* Document excerpt:
══════════

I used to think arts, entertainment, and products were emblematic of their times, but now I’m not so sure. Back in the 1960s and 70s, technology was the rage. Ford had “a better idea,” General Electric brought “good things to life,” Dupont gave us “better living through chemistry,” and “nothing sucked like an Electrolux.” Gadget-loving Americans watched The Jetsons, Star Trek, Get Smart, Lost in Space, Mission Impossible, My Mother the Car, The Bionic Woman and The Six Million Dollar Man.
Yet now, in this second decade of the twenty-first century, we’re awash in old world fantasies, tales of wizards, witches, knights, elves, ghosts, werewolves and vampires. Dozens and dozens of novels and several popular movies currently feature blood-letting creatures of the night, and the world is once again full of lords, ladies, swords, daggers, and fire-breathing dragons thanks to the likes of Stephen Donaldson, Raymond Feist, Terry Goodkind, Robert Jordan, Tad Williams, Mercedes Lackey, Anne and Todd McCaffrey and many, many more.
Exactly why resurrecting Medieval myths and monsters is such a lucrative business in our post-modern, post-industrial information era is puzzling. Maybe readers want to immerse themselves in realms where there’s more grandeur to existence than our hectic, overscheduled, somewhat boring, everyday lives would indicate.
Or maybe people feel it’s time to turn back the clock. That would definitely fit with our modern inclination toward living simpler, more sustainable lives. You want to talk about alternative energy? Well, you can’t get much simpler than a torch and a fire pit.
Or perhaps such books just offer a faster, cheaper escape than my deserted island.

══════════

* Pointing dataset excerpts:
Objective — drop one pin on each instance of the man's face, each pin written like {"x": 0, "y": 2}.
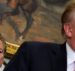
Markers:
{"x": 1, "y": 53}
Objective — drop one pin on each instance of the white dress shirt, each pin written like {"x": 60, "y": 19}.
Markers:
{"x": 70, "y": 58}
{"x": 2, "y": 67}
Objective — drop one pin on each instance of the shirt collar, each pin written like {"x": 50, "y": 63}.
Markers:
{"x": 2, "y": 67}
{"x": 70, "y": 54}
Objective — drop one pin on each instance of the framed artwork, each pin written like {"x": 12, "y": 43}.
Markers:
{"x": 30, "y": 20}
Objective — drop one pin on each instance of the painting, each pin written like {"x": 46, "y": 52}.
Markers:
{"x": 31, "y": 20}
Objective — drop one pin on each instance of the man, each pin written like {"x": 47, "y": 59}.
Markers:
{"x": 39, "y": 56}
{"x": 2, "y": 49}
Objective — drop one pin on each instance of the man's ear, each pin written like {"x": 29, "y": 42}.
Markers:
{"x": 68, "y": 30}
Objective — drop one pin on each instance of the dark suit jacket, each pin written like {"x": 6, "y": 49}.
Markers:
{"x": 39, "y": 56}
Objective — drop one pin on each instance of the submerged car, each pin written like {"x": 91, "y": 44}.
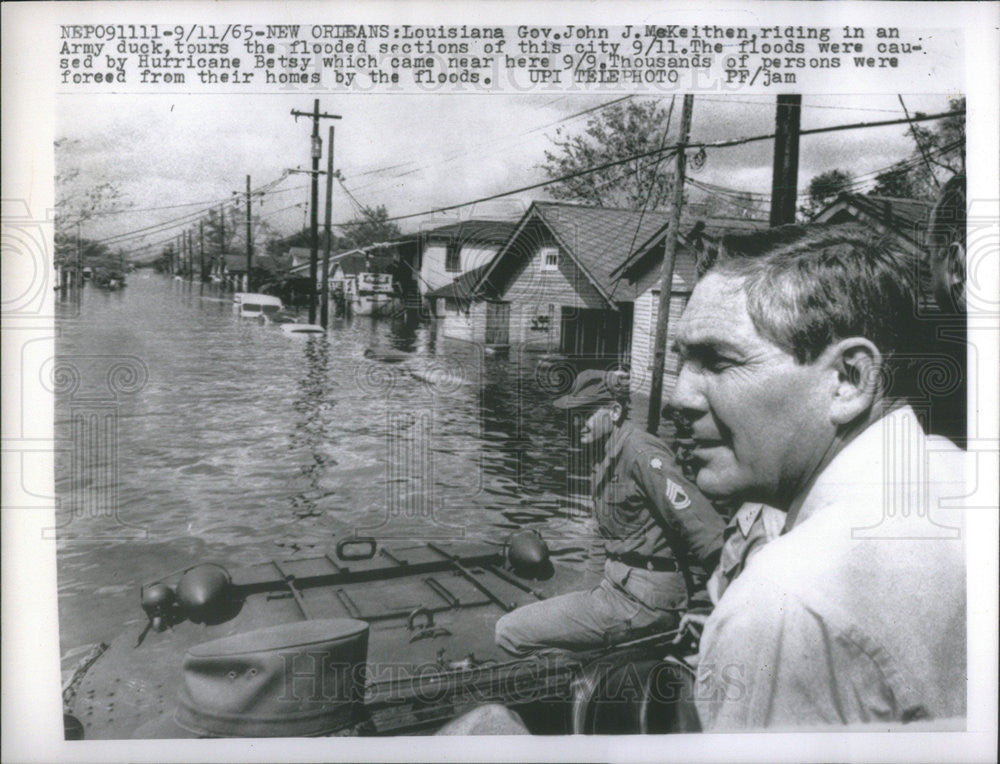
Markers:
{"x": 258, "y": 306}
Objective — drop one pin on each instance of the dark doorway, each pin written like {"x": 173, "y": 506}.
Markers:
{"x": 596, "y": 333}
{"x": 498, "y": 323}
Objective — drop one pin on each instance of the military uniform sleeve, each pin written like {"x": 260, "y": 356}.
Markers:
{"x": 769, "y": 661}
{"x": 680, "y": 505}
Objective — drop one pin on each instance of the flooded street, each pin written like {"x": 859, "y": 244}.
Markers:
{"x": 188, "y": 435}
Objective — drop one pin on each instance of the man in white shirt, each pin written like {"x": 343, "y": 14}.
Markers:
{"x": 792, "y": 388}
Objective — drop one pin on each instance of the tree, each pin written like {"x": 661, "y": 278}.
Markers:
{"x": 613, "y": 134}
{"x": 823, "y": 189}
{"x": 80, "y": 197}
{"x": 369, "y": 226}
{"x": 897, "y": 181}
{"x": 938, "y": 154}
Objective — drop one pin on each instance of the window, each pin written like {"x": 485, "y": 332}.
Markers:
{"x": 549, "y": 257}
{"x": 453, "y": 258}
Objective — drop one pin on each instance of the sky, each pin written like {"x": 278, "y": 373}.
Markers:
{"x": 410, "y": 152}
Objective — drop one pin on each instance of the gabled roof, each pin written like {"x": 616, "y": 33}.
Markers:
{"x": 905, "y": 217}
{"x": 695, "y": 232}
{"x": 596, "y": 239}
{"x": 236, "y": 263}
{"x": 480, "y": 231}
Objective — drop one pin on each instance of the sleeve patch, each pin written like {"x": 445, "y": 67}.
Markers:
{"x": 676, "y": 494}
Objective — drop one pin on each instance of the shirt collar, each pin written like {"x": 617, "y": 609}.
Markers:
{"x": 612, "y": 450}
{"x": 860, "y": 466}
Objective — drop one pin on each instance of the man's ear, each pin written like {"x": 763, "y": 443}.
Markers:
{"x": 858, "y": 366}
{"x": 616, "y": 412}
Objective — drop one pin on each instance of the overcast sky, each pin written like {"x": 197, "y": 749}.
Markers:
{"x": 413, "y": 153}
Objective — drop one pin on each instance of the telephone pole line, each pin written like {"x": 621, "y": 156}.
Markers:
{"x": 324, "y": 313}
{"x": 222, "y": 244}
{"x": 667, "y": 271}
{"x": 201, "y": 251}
{"x": 249, "y": 242}
{"x": 316, "y": 152}
{"x": 785, "y": 174}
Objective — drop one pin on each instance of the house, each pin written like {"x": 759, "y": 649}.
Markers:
{"x": 447, "y": 252}
{"x": 550, "y": 286}
{"x": 641, "y": 272}
{"x": 234, "y": 272}
{"x": 903, "y": 219}
{"x": 452, "y": 304}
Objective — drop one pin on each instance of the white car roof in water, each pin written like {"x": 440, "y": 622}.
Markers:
{"x": 255, "y": 297}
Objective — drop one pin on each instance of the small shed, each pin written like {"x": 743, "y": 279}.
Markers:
{"x": 641, "y": 271}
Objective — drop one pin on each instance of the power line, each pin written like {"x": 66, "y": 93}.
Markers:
{"x": 192, "y": 216}
{"x": 705, "y": 145}
{"x": 416, "y": 167}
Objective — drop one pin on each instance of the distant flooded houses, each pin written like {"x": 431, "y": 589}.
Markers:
{"x": 568, "y": 280}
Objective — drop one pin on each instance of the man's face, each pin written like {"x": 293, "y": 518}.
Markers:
{"x": 759, "y": 421}
{"x": 596, "y": 422}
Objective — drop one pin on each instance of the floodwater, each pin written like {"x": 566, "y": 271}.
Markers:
{"x": 188, "y": 435}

══════════

* Work required: Answer yes or no for whether each statement agrees with the essay on fantasy fiction, and quote the deciding words from it. (a) The essay calls the profitability of reviving Medieval myths in the information era puzzling. (b) The essay says gadget-loving Americans watched Lost in Space. (c) The essay says only one novel currently features blood-letting creatures of the night.

* Solution:
(a) Yes: "Exactly why resurrecting Medieval myths and monsters is such a lucrative business in our post-modern, post-industrial information era is puzzling."
(b) Yes: "Gadget-loving Americans watched The Jetsons, Star Trek, Get Smart, Lost in Space"
(c) No: "Dozens and dozens of novels and several popular movies currently feature blood-letting creatures of the night"